Exercise objective
Rewrite the data below with every "point out" replaced by "mark" and everything else unchanged. Leave the pictures out of your answer.

Data for this task

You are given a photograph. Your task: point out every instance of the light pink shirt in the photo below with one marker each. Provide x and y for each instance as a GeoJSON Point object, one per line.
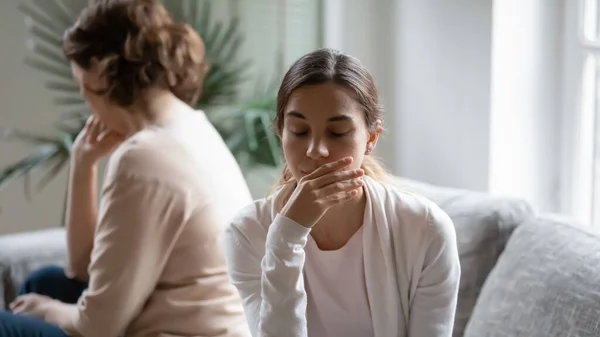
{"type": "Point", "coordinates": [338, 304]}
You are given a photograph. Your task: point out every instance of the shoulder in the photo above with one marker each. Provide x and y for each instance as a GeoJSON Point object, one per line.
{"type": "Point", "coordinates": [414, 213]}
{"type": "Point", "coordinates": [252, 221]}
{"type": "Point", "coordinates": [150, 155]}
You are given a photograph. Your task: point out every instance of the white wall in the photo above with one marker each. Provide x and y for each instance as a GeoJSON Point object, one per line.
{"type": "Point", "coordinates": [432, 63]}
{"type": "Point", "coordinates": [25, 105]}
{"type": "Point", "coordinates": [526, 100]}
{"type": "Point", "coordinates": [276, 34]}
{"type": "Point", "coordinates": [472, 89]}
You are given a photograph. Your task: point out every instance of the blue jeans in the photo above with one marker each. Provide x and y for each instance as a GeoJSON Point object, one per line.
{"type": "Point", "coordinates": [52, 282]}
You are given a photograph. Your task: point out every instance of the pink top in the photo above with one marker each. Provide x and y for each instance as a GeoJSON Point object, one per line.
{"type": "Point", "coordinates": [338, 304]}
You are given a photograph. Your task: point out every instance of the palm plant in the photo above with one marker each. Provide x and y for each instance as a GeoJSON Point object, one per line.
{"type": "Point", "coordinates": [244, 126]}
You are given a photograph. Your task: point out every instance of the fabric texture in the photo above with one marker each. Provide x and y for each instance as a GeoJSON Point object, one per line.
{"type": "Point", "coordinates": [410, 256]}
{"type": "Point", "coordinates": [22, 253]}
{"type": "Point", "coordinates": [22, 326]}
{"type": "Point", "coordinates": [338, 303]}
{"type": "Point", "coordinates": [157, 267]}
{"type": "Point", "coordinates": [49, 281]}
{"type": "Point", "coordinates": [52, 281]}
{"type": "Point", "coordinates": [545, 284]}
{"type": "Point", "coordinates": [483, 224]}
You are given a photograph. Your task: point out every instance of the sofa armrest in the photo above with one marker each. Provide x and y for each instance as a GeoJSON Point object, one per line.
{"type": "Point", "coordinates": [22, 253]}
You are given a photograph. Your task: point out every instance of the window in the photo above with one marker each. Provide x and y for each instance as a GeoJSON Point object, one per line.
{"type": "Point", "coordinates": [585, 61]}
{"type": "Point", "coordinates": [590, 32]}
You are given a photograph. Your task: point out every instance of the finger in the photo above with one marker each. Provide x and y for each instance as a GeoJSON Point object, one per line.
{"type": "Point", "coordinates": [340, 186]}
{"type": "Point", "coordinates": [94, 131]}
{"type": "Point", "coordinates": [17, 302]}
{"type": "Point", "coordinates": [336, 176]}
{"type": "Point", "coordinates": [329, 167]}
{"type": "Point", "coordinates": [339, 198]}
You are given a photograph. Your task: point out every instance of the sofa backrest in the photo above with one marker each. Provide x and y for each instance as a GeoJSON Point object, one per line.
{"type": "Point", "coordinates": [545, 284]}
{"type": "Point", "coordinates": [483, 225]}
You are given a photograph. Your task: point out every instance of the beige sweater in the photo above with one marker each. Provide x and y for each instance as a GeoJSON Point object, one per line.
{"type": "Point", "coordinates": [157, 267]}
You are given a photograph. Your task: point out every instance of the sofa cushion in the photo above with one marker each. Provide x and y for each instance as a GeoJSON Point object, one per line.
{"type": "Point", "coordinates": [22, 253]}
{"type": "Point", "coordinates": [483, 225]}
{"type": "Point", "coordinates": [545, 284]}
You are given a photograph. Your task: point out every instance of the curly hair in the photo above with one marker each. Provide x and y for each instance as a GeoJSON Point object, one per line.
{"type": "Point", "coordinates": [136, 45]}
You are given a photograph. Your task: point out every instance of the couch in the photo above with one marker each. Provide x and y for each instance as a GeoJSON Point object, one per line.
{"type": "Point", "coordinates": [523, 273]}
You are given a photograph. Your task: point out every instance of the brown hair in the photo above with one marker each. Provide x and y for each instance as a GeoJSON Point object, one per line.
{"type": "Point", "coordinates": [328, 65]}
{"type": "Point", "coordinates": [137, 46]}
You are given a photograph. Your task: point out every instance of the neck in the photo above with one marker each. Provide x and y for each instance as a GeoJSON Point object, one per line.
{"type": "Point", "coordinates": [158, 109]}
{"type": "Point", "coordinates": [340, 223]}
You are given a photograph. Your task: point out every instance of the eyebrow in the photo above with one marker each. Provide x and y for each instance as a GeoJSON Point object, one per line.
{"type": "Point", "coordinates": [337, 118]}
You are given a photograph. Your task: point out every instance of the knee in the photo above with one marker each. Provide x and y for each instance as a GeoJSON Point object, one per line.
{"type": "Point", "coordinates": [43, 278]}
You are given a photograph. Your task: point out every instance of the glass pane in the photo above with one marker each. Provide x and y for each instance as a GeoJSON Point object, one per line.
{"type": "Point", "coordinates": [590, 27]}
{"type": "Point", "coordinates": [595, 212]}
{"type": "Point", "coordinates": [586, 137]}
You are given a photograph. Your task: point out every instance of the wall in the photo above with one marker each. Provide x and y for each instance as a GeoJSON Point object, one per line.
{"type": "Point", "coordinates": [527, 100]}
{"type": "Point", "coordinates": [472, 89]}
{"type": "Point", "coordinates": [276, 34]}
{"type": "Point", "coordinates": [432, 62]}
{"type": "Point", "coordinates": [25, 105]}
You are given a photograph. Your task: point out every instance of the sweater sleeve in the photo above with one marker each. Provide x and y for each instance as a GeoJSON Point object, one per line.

Worked solution
You are given a photograph. Your task: mark every instance of the light pink shirt in the photo below with one marker each. Provide x and y for each instance as a GeoJSON Point object, one per line.
{"type": "Point", "coordinates": [338, 304]}
You are given a photograph. Your task: mark every instance of the shoulder in the photo above with one marker each. Provide x and y for each instance as a GeoJSON Point object, one per line.
{"type": "Point", "coordinates": [414, 213]}
{"type": "Point", "coordinates": [252, 221]}
{"type": "Point", "coordinates": [150, 155]}
You are given a photograph. Your task: mark every instance of the white wall in the photo above with one marker each. Provide x and y for each instance as a GeoJSON Point object, one per line.
{"type": "Point", "coordinates": [432, 63]}
{"type": "Point", "coordinates": [25, 105]}
{"type": "Point", "coordinates": [526, 100]}
{"type": "Point", "coordinates": [276, 34]}
{"type": "Point", "coordinates": [472, 89]}
You are given a photograph. Your task: mark every instance of the blue jeans in the photo above with one marker each. Provide x and y for each instance as a GeoJSON Point object, one per line.
{"type": "Point", "coordinates": [52, 282]}
You are given a photograph. Your task: mark every instance of the pink top in the photo above with one marker each. Provide x and y for each instance as a GeoJSON Point object, one per line.
{"type": "Point", "coordinates": [338, 304]}
You are given a photograph. Your task: mark every instance of the palm plant in the photo above with one marker each. Provide x and y for each instance as a GeoJSON Point object, one per line.
{"type": "Point", "coordinates": [244, 126]}
You are given a photograph. Your task: mark every instance of the fabric texture in the photo above with one marker each. Provide x and y for each instance as a GeoJSON Point object, one per line.
{"type": "Point", "coordinates": [410, 256]}
{"type": "Point", "coordinates": [22, 253]}
{"type": "Point", "coordinates": [22, 326]}
{"type": "Point", "coordinates": [338, 303]}
{"type": "Point", "coordinates": [157, 267]}
{"type": "Point", "coordinates": [49, 281]}
{"type": "Point", "coordinates": [52, 281]}
{"type": "Point", "coordinates": [545, 284]}
{"type": "Point", "coordinates": [483, 224]}
You are given a photograph. Your task: mark every instance of the sofa armrest in the photo above with one marker each. Provide x and y for each instance as a GeoJSON Point object, one per line.
{"type": "Point", "coordinates": [22, 253]}
You are given a photograph. Your task: mark every instance of the window in the photo above with one marker each. Provide x and y for each instance as a GeoJSON Point object, one per line.
{"type": "Point", "coordinates": [585, 61]}
{"type": "Point", "coordinates": [590, 32]}
You are given a photograph. Your task: mark every instance of the finger in the photo above with one marker each. Provide x and y for each instance as a GeoJSON Point object, one per line.
{"type": "Point", "coordinates": [340, 186]}
{"type": "Point", "coordinates": [94, 131]}
{"type": "Point", "coordinates": [17, 302]}
{"type": "Point", "coordinates": [336, 176]}
{"type": "Point", "coordinates": [329, 167]}
{"type": "Point", "coordinates": [339, 198]}
You are given a photograph. Your task: mark every instance of the sofa backrest in the photo above with one marker each. Provide x and y for each instance as a GeoJSON Point object, one per line.
{"type": "Point", "coordinates": [545, 284]}
{"type": "Point", "coordinates": [483, 225]}
You are given a photograph. Your task: mark every instance of the beige sweater in the photo above with one marker each. Provide x and y for each instance as a GeoJSON Point object, one per line.
{"type": "Point", "coordinates": [157, 267]}
You are given a photograph. Your task: mark every instance of the sofa cushion in the photo above with one marker each. Provide x and y for each instance as a GeoJSON Point object, one per line.
{"type": "Point", "coordinates": [22, 253]}
{"type": "Point", "coordinates": [483, 225]}
{"type": "Point", "coordinates": [545, 284]}
You are given a photograph. Your task: mark every instance of the curly hair in the photo above with one marker each. Provide x and y for each instance as a GeoJSON Point object, one per line.
{"type": "Point", "coordinates": [136, 45]}
You are given a photograph. Your task: mark every instance of the couch in the photo above with one marker each. Provide x and y for each instance as a GeoJSON Point object, one per line.
{"type": "Point", "coordinates": [523, 273]}
You are given a photograph. Your task: mark every instance of the brown hair in the photo above with one marker each. Provide x and y for each instance as a GeoJSON Point object, one per line.
{"type": "Point", "coordinates": [328, 65]}
{"type": "Point", "coordinates": [137, 46]}
You are given a photograph. Your task: mark every instance of the neck in the photo above with one marker each. Provide x and y for each instance as a GeoJSON Point object, one per line.
{"type": "Point", "coordinates": [158, 109]}
{"type": "Point", "coordinates": [340, 223]}
You are given a photograph. Your task: mark every instance of the eyebrow in the photo above with one marker each. Provide x and y for each instance as a GeoJSON Point object, one per line.
{"type": "Point", "coordinates": [337, 118]}
You are given a photograph. Your task: mark every instance of the knee in the photo above with one marker each. Provide x and y for each instance as a GeoJSON Point object, one per line.
{"type": "Point", "coordinates": [43, 278]}
You are given a photograph. Your task: mark every instance of the glass pane in the photo above with one marker each. Provide x and y for each instance as a GeoJSON Point object, one per line.
{"type": "Point", "coordinates": [590, 27]}
{"type": "Point", "coordinates": [595, 212]}
{"type": "Point", "coordinates": [586, 137]}
You are given a photograph. Your task: mark every instance of the wall in the photo above with one marker each. Provide x and y for each instance as a GeoJSON Point object, one per line.
{"type": "Point", "coordinates": [527, 100]}
{"type": "Point", "coordinates": [472, 89]}
{"type": "Point", "coordinates": [276, 34]}
{"type": "Point", "coordinates": [432, 62]}
{"type": "Point", "coordinates": [25, 105]}
You are given a photograph. Your task: mark every instance of the sweater sleeve in the photo above with one marker each. Provide x and y for each instance as a GeoJSON Point object, one per line.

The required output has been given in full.